Copy all the items below, swapping "a single point" for "one marker" wherever it occurs and keeping everything else the same.
......
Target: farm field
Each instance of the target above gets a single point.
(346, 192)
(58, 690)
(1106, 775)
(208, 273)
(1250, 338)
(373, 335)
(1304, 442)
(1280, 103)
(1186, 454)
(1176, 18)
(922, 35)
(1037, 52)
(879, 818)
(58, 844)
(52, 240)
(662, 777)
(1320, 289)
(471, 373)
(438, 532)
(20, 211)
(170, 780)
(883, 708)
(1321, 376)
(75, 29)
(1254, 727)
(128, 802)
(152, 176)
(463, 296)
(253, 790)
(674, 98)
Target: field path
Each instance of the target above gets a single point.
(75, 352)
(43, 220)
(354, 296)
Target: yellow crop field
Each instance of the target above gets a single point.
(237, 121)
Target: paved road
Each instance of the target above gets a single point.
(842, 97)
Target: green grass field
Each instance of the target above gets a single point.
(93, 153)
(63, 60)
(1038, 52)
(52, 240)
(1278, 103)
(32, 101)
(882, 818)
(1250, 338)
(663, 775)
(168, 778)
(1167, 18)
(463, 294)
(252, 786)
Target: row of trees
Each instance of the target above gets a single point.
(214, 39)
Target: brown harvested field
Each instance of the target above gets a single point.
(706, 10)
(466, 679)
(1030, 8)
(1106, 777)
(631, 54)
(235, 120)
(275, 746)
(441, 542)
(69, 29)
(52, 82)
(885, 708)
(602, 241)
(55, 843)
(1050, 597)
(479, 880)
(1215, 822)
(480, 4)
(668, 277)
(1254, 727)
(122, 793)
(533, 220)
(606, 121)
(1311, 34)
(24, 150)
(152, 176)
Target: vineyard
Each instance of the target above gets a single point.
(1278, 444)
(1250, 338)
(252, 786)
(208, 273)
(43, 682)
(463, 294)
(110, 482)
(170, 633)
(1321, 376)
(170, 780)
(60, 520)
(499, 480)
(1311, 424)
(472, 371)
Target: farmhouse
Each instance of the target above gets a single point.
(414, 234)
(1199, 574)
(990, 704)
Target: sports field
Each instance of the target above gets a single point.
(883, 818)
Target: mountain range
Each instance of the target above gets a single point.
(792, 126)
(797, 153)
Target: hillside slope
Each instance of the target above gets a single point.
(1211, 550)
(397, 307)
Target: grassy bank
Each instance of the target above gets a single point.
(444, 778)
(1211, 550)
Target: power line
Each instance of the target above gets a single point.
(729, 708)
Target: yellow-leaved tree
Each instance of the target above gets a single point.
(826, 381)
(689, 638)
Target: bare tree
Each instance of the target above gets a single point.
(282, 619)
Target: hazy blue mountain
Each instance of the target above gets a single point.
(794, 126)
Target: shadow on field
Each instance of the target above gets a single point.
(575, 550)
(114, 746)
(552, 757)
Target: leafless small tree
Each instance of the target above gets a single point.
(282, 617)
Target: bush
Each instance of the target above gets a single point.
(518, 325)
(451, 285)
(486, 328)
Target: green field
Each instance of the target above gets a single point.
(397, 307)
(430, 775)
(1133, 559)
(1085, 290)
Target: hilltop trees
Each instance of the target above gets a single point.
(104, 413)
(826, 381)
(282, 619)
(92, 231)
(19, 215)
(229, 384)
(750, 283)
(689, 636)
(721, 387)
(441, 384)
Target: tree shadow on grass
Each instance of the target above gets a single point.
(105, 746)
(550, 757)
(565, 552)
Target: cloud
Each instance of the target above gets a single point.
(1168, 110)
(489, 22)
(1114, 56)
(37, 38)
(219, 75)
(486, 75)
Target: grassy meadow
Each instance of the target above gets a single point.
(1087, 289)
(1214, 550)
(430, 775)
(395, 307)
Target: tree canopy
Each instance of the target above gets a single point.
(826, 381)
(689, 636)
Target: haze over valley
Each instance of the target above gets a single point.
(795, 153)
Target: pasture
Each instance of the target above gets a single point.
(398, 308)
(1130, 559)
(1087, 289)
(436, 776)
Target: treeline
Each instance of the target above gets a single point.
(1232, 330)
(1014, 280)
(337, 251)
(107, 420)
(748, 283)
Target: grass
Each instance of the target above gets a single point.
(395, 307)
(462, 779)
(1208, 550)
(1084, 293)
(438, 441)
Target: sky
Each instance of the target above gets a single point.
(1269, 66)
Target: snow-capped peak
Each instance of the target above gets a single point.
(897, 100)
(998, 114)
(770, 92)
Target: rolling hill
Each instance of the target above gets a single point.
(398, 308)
......
● Solution below
Target: farm field
Each instance of the target above gets one marker.
(346, 192)
(58, 690)
(1106, 775)
(208, 273)
(1250, 338)
(373, 335)
(1304, 442)
(1280, 103)
(1186, 454)
(1176, 18)
(922, 35)
(1037, 52)
(879, 818)
(58, 844)
(52, 240)
(662, 777)
(1320, 289)
(471, 373)
(438, 532)
(20, 211)
(170, 780)
(883, 708)
(1321, 376)
(75, 29)
(1254, 727)
(128, 802)
(152, 176)
(463, 296)
(253, 790)
(674, 98)
Target: field path
Each instance of the target above gets one marker.
(75, 352)
(43, 220)
(354, 296)
Target: yellow crop field
Each instance of the target above gets one marker.
(237, 121)
Target: paved road
Each instance of the target above gets one marker.
(842, 97)
Target: green grass field
Each instance of the target above gets one marker.
(93, 153)
(63, 60)
(1038, 52)
(52, 240)
(1278, 103)
(32, 101)
(882, 818)
(1250, 338)
(663, 775)
(168, 778)
(1167, 18)
(463, 294)
(252, 786)
Target: row of trees
Each instance of the target above gets one marker.
(214, 39)
Target: brown harvested field
Each instance of the target above gets one marker.
(706, 10)
(466, 679)
(1030, 8)
(1106, 777)
(631, 54)
(235, 120)
(275, 746)
(441, 542)
(69, 29)
(52, 82)
(885, 708)
(602, 241)
(55, 843)
(1050, 597)
(479, 880)
(1215, 822)
(480, 4)
(668, 277)
(1254, 727)
(122, 793)
(533, 220)
(606, 121)
(1311, 34)
(24, 150)
(152, 176)
Target: vineyard
Each instance of the target above gets one marker.
(1278, 444)
(1250, 338)
(252, 786)
(208, 273)
(43, 682)
(463, 294)
(110, 482)
(170, 633)
(1321, 376)
(170, 780)
(60, 520)
(499, 480)
(1311, 424)
(472, 371)
Target: farmhouse
Each instance of the target above gets one marker.
(414, 234)
(1199, 574)
(990, 704)
Target: sports field
Each instance of the target above gets one marker.
(883, 818)
Target: mountain range
Each instance of the target above gets one marker.
(792, 126)
(797, 153)
Target: hillside slope
Each instance of the target above gets one marker.
(1211, 550)
(397, 307)
Target: grassy bank
Each instance of the target above gets one marker.
(444, 778)
(1211, 550)
Target: power line
Each instance of the target above gets one marker.
(729, 708)
Target: yellow-leaved tree
Each instance of the target above gets one marker.
(826, 381)
(689, 638)
Target: bare tree
Each instance of the target above gets one marker.
(282, 619)
Target: hazy blue mountain
Each instance of the target above gets one marker.
(794, 126)
Target: shadow on field
Each instance of the target above gets one marker.
(575, 550)
(114, 746)
(552, 757)
Target: leafless small tree
Each instance of the target above gets one marker.
(282, 617)
Target: bush
Each instance of the target above gets one marker.
(518, 325)
(451, 285)
(486, 328)
Target: green field
Each instance of the target above gets one marker.
(397, 307)
(430, 775)
(1133, 559)
(1085, 290)
Target: hilltop trees
Each instance of the target above gets one marker.
(104, 413)
(826, 381)
(282, 619)
(92, 231)
(19, 215)
(229, 384)
(750, 283)
(689, 636)
(721, 387)
(441, 384)
Target: tree shadow on grass
Each instance of the target above gets one marker.
(105, 746)
(550, 757)
(565, 552)
Target: cloud
Each instance of the target above gets one marker.
(1168, 110)
(489, 22)
(1114, 56)
(37, 38)
(219, 75)
(486, 75)
Target: grassy meadow
Each instance of the target above gets one marker.
(1087, 289)
(1214, 550)
(430, 775)
(395, 307)
Target: tree canopy
Each instance of the target above gets one marker.
(826, 381)
(689, 636)
Target: haze over valley
Each instance of the target above gets one marker.
(795, 153)
Target: pasture
Each instance of the target above gets one marker.
(398, 308)
(1130, 559)
(1087, 289)
(436, 776)
Target: treeline
Each instance of the target above gets one marker.
(1232, 330)
(1014, 280)
(337, 251)
(107, 420)
(748, 283)
Target: grass
Each instance of the target above gets one marker.
(395, 307)
(462, 779)
(1208, 550)
(1084, 293)
(438, 441)
Target: sky
Each instance of the target above gets one marker.
(1269, 66)
Target: snow-capped peak
Each instance of the target above gets one marker.
(897, 100)
(998, 114)
(770, 92)
Target: rolling hill
Each instance of the target above gets one marker.
(398, 308)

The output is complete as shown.